▶ _SOURCE MATERIAL_:

----

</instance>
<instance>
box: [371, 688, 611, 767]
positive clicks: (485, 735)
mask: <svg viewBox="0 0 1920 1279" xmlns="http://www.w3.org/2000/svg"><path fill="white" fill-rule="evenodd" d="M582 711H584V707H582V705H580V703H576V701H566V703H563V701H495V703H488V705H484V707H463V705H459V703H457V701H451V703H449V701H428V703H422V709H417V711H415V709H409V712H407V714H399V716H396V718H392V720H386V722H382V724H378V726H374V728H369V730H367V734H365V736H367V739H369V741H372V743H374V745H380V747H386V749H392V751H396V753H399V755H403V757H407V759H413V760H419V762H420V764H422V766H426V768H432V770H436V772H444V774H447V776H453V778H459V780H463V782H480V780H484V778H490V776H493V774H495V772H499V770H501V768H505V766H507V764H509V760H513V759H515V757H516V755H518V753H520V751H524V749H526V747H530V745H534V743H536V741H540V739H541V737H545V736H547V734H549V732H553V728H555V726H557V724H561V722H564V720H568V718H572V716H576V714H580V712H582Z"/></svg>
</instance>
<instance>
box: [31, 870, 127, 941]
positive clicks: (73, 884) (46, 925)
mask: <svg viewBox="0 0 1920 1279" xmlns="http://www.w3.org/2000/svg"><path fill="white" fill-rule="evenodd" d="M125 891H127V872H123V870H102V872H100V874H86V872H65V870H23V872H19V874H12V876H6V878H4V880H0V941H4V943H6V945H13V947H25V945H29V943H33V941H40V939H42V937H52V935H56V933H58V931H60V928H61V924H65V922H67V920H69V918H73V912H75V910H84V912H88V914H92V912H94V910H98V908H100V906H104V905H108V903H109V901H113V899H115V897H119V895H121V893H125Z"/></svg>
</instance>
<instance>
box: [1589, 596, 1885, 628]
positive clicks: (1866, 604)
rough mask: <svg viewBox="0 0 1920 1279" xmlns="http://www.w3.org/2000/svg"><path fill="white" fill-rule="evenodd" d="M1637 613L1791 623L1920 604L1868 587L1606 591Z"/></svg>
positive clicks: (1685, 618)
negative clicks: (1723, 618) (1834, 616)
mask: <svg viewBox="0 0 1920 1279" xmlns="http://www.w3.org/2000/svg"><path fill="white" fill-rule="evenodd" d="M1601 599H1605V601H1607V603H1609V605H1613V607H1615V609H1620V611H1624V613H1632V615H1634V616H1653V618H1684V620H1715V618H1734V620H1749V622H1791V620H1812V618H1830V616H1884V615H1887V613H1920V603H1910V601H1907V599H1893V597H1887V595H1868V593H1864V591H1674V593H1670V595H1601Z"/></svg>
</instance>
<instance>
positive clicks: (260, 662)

----

▶ _WORK REQUEST_: Retype the data exactly as given.

▶ _WRITTEN REPLY_:
</instance>
<instance>
box: [371, 688, 611, 767]
positive clicks: (485, 735)
mask: <svg viewBox="0 0 1920 1279" xmlns="http://www.w3.org/2000/svg"><path fill="white" fill-rule="evenodd" d="M582 711H584V707H582V705H580V703H576V701H566V703H563V701H495V703H488V705H484V707H463V705H459V703H457V701H451V703H449V701H428V703H422V709H417V711H415V709H409V712H407V714H399V716H396V718H392V720H386V722H382V724H378V726H374V728H369V730H367V734H365V736H367V739H369V741H372V743H374V745H380V747H386V749H392V751H396V753H399V755H403V757H407V759H413V760H419V762H420V764H422V766H426V768H432V770H436V772H444V774H447V776H453V778H459V780H463V782H480V780H484V778H490V776H493V774H495V772H499V770H501V768H505V766H507V764H509V760H513V759H515V757H516V755H518V753H520V751H524V749H526V747H530V745H534V743H536V741H540V739H541V737H545V736H547V734H549V732H553V728H555V726H557V724H561V722H564V720H568V718H572V716H576V714H580V712H582Z"/></svg>
</instance>
<instance>
box: [31, 870, 127, 941]
positive clicks: (73, 884) (46, 925)
mask: <svg viewBox="0 0 1920 1279" xmlns="http://www.w3.org/2000/svg"><path fill="white" fill-rule="evenodd" d="M125 891H127V872H123V870H102V872H100V874H86V872H65V870H23V872H19V874H12V876H6V878H4V880H0V941H4V943H6V945H13V947H25V945H29V943H33V941H40V939H42V937H52V935H56V933H58V931H60V928H61V924H65V922H67V920H69V918H73V912H75V910H84V912H88V914H92V912H94V910H98V908H100V906H104V905H108V903H109V901H113V899H115V897H119V895H121V893H125Z"/></svg>
</instance>
<instance>
box: [1589, 596, 1885, 628]
positive clicks: (1866, 604)
rough mask: <svg viewBox="0 0 1920 1279" xmlns="http://www.w3.org/2000/svg"><path fill="white" fill-rule="evenodd" d="M1637 613L1791 623L1920 604L1868 587L1606 591Z"/></svg>
positive clicks: (1685, 618)
negative clicks: (1723, 618) (1834, 616)
mask: <svg viewBox="0 0 1920 1279" xmlns="http://www.w3.org/2000/svg"><path fill="white" fill-rule="evenodd" d="M1601 599H1605V601H1607V603H1609V605H1613V607H1615V609H1620V611H1624V613H1632V615H1634V616H1653V618H1684V620H1715V618H1734V620H1749V622H1791V620H1812V618H1830V616H1884V615H1887V613H1920V603H1910V601H1907V599H1893V597H1887V595H1868V593H1864V591H1674V593H1670V595H1601Z"/></svg>
</instance>
<instance>
positive clicks: (260, 662)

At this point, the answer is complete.